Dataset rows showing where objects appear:
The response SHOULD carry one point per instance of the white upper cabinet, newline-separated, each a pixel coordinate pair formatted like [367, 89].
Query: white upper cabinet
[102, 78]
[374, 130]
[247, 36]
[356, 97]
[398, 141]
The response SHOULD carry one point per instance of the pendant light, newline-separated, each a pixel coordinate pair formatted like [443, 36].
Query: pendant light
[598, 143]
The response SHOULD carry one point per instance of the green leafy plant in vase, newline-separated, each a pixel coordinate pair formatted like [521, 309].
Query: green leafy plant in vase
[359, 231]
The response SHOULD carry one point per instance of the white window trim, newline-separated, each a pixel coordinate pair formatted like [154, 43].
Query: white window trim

**YOUR GOAL**
Copy all of the data above line for line, changing nothing.

**FINAL RESULT**
The response SHOULD carry one point per instance of the white upper cabinet, newline-separated, each a pixel coordinate pair formatted like [367, 89].
Query: white upper cabinet
[102, 78]
[374, 130]
[247, 36]
[356, 97]
[398, 141]
The response SHOULD carry one point per instance of the pendant light, newline-separated, each a pixel coordinate pair formatted like [443, 36].
Query: pendant light
[598, 143]
The response SHOULD carry one point per instance of the green leafy plant in vase, newline-separated, each a pixel coordinate pair formatted like [521, 309].
Query: green leafy plant in vase
[359, 231]
The response SHOULD carry one point per instance of the white window trim, newline-separated, each a pixel coordinate pair formatted like [154, 43].
Query: white window trim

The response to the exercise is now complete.